#### Stored data
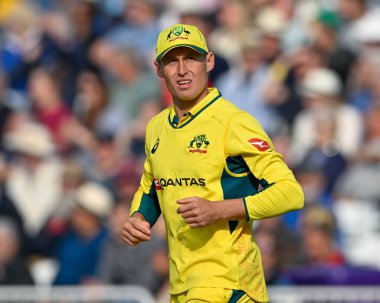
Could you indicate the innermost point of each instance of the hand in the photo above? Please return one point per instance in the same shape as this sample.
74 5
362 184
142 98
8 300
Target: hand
197 212
136 230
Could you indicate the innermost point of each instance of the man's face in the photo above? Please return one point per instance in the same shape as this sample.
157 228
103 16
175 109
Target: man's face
186 73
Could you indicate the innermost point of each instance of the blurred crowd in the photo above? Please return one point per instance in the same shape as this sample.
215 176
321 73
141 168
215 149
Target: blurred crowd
77 88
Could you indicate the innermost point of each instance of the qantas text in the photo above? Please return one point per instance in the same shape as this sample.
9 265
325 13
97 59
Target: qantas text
182 182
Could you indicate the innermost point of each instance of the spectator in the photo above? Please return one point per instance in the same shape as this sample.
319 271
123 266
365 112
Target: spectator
319 238
324 32
13 269
321 91
78 252
34 181
49 108
139 28
5 111
232 31
128 89
145 265
279 246
245 86
92 100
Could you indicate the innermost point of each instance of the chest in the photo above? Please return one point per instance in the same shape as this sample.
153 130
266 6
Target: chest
193 151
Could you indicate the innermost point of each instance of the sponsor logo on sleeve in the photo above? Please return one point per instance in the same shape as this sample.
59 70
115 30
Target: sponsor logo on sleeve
157 184
198 144
260 144
155 146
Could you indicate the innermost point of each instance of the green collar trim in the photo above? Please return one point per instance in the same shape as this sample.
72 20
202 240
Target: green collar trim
175 118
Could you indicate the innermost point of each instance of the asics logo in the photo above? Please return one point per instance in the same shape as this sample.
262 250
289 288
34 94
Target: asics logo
155 146
260 144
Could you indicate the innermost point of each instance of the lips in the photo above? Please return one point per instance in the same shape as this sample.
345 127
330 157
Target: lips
185 83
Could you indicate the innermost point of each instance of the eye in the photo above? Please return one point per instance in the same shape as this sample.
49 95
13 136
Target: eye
170 61
191 59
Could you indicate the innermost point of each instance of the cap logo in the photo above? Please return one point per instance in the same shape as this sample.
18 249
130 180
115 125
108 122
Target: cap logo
177 31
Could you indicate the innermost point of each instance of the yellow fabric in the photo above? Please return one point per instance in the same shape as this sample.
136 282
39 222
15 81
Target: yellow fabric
208 295
190 160
180 35
203 295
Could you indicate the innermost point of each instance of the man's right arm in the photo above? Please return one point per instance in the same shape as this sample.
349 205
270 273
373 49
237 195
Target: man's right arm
145 209
136 229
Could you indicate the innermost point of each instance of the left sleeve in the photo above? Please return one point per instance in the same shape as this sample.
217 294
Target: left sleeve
145 200
281 192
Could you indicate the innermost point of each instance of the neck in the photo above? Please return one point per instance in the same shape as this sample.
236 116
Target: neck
181 107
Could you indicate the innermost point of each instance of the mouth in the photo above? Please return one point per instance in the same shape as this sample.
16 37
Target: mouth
184 83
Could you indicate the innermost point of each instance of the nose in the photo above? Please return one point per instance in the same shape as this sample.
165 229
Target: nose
182 68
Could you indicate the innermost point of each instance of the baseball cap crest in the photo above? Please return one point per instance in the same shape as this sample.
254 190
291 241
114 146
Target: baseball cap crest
180 35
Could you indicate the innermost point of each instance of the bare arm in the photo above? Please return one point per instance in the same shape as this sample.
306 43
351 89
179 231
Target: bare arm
135 230
199 212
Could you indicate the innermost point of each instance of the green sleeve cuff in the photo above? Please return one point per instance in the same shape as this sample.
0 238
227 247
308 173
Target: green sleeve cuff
246 209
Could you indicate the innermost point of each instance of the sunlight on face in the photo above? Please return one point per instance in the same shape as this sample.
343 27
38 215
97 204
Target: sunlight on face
186 73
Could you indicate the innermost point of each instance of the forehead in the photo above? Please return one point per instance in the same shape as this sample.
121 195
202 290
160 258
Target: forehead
181 51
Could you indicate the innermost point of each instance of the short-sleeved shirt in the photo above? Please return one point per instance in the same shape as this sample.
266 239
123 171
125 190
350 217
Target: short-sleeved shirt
216 151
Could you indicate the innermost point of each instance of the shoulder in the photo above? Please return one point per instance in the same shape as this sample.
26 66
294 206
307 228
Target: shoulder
158 119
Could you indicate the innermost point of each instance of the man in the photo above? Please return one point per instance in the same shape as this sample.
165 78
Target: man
206 160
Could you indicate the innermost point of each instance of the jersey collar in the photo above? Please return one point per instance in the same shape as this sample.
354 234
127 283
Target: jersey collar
210 98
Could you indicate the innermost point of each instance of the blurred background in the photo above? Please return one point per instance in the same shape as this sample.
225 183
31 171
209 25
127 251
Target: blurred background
77 88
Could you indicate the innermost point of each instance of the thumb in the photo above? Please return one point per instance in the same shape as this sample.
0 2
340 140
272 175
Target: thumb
185 200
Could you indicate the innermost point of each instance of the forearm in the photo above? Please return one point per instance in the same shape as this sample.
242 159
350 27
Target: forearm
233 209
275 200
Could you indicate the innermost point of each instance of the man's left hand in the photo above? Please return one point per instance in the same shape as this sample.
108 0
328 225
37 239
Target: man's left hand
197 212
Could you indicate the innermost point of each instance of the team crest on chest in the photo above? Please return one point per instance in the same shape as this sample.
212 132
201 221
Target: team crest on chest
198 144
########
What needs to be done:
Repeat each entry precisely as it appears. Leave the pictures out.

Expected output:
Could you indicate the innermost point of each instance of the hand in the photo above? Please return one point per instance in the same shape as this sample.
74 5
362 184
142 98
8 300
Target: hand
197 212
136 230
Could you indicate the innermost point of each instance of the man's face in the photo above? Please return one point per instance in the same shape as this sample.
157 228
103 16
175 109
Target: man's face
186 73
Could you indicate the innermost point of each instance of the blurred crowd in the photo above? Please return one point per instance in the same shape as this sample.
215 176
321 73
141 168
215 149
Target: blurred crowd
77 88
Could you indicate the innermost point of each instance of the qantas text in the photo above? Please return one point per instance in the same shape as this sample.
9 265
325 13
97 59
Target: qantas text
182 182
Could you indicate the innermost point of each instance of the spectator in the photo above? Please return one point per instance in the same shape as this sample.
319 271
123 266
365 112
Target: spectator
319 238
324 32
13 269
321 91
78 252
34 181
49 108
139 28
5 111
232 31
128 89
145 265
279 246
245 86
92 100
Could you indicate the innermost point of each instance of the chest in the photo above? Please return one point per instance in the same shape as this sample.
153 130
266 6
Target: chest
193 151
Could you indicate the innermost point of each instance of the sponsor logo on sleeve in the photo above? Please return one point per instance in the same shape as this sample.
59 70
115 30
Target: sponsor logo on sleeve
157 184
198 144
260 144
155 146
Could you indicate the innermost point of each instance of the green collar trim in the photo above? Please return one point per instance in the same shape as this sample.
72 20
202 240
Target: green collar trim
175 118
Could you indicate the innermost point of each instance of the asics logo in the photo above? Please return one point per instance in the same shape as this sample.
262 250
289 288
34 94
Target: asics logo
155 146
260 144
Could you indicate the innermost point of each instance of the lips in the photo above? Please return one point per instance in the same shape as this sample.
345 127
330 157
Target: lips
185 83
Could you indicate the innermost point of each instance of the eye in the photo above? Please return one point per instance in the same shape as this sample.
49 95
13 136
Target: eye
170 61
191 59
Could you indicate the innermost point of each instance of the cap logo in the photo above? Please return one point per instance in the same shape as this sample.
18 249
130 180
115 125
108 122
Target: cap logo
177 31
Could you indicate the innermost point of each instance of the yellow fabric in the photo above? Please return one point per instance in the same shape as this sample.
136 282
39 222
15 81
Target: yellow fabric
208 295
190 160
180 35
203 295
Could you indicate the innermost point of each instance of the man's right arm in the photo above? Please return one point per instance in the same shape as this sample.
349 205
270 273
373 49
237 195
Target: man's right arm
145 209
136 229
Could you indicate the innermost point of each instance of the left sleeve in the photo above? Please return one point per instance in the same shape as this sample.
217 294
Target: left sleeve
145 200
281 192
Could you indicate the innermost point of each instance of the neck in the photo above? Please return one point per instance in the same shape as this sample.
236 116
Target: neck
181 107
Could you indicate the innermost point of each instance of the mouth in the photo above? Please return one point per instance in the same shape as this sample.
16 37
Target: mouth
184 83
Could you indicate the innermost point of each instance of the nose in the photo above? Please return one point per instance in the same shape as this sample.
165 229
Target: nose
182 68
Could you indicate the innermost point of each instance of the baseball cap crest in the photo above? Please return one point per instance in the same shape as this sample.
254 190
291 241
114 146
Target: baseball cap crest
180 35
Could you indicate the innermost point of each instance of the bare arm in the photo above? Please return one point per instance in the same shape as this sample.
306 43
351 89
179 231
Target: bare arm
135 230
199 212
Could you indicate the innermost point of each instance of the green sleeve cuff in the photo above? Please return one point per instance in the same shape as this sample.
0 238
227 247
308 173
Target: green sleeve cuff
246 209
Could you indicate the innermost point of each instance of the sunlight on face in the photo above? Please return one point per instance in the same shape as this sample.
343 27
38 215
97 204
Target: sunlight on face
186 73
Could you indicate the innermost point of each instance of the forehead in the photo above? Please return one point per instance in the same shape as this sample.
121 195
202 290
160 258
Target: forehead
181 51
Could you indicate the innermost point of each instance of the short-sleeved shirt in the photo above? Please return one point per instance in the same shape as this sample.
266 239
123 171
125 190
350 217
Target: short-sleeved shirt
216 151
Could you indicate the innermost point of each instance of the shoulder in the photo above? Please return one point per instance in the same shape as this sample.
26 66
294 206
307 228
Target: shoulder
158 119
Could you indicate the innermost point of each instance of the man in the photo above? Please return one point per instance in the same shape as this sample.
165 78
Target: man
206 160
Could you indicate the innermost point of each instance of the jersey collar in the photo above? Please return one point per instance in the same shape as this sample.
354 234
127 283
Target: jersey collar
210 98
Could you indicate the innermost point of each instance of the blurred background in the photo above? Please return one point per instance in the same shape as this sample.
225 183
31 171
209 25
127 251
Target: blurred background
77 88
Could you indicate the innermost point of each instance of the thumb in the photo above? Please return one point per instance in the same shape as this sample.
0 2
340 140
272 175
Target: thumb
185 200
Could you indicate the innermost point of each instance of the forearm in the photo above? Please return one point per instance in the same shape as this sample.
242 159
350 27
Target: forearm
233 209
275 200
Could you indicate the innermost point of each instance of the man's left hand in the photo above? Please return one point per instance in the same shape as this sample.
108 0
328 225
37 239
Target: man's left hand
197 212
Could you indicate the innermost point of each instance of the team crest on chest in the photo above? Please return one point per instance in the same shape as this sample.
212 132
201 221
Target: team crest on chest
198 144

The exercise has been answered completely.